**Written instruction**: Rewrite every line between the lines holding "Objective — indicate one point on every instance of the green" and "Objective — indicate one point on every instance of the distant", inclusive, keeping each one as it stands except the answer coordinates. Raise each of those coordinates by 150.
#### Records to process
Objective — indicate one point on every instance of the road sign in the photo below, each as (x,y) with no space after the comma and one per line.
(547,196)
########
#### Records to process
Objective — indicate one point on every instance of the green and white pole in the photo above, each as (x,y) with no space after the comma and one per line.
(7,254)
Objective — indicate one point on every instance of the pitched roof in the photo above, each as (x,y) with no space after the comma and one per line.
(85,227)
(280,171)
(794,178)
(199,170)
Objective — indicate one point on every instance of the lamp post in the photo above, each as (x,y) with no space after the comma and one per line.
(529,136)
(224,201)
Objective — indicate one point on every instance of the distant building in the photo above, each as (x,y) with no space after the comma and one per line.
########
**Written solution**:
Objective — indicate one point on every instance of the green and white pole in the photo above, each as (x,y) with no space after the comma and one per line.
(157,404)
Objective — indicate one point on every instance of the pitched roof in the photo above, each as (x,y) with no space after the comma and one per line.
(235,377)
(430,321)
(944,328)
(349,320)
Objective — indicate one point on every instance of the lamp post in the photo above, each as (x,y) with no space after the comma and one per line.
(679,286)
(374,351)
Objective — indicate one point on every instance of the distant building in the photo above, each as (x,y) with no space after the comma and one per line.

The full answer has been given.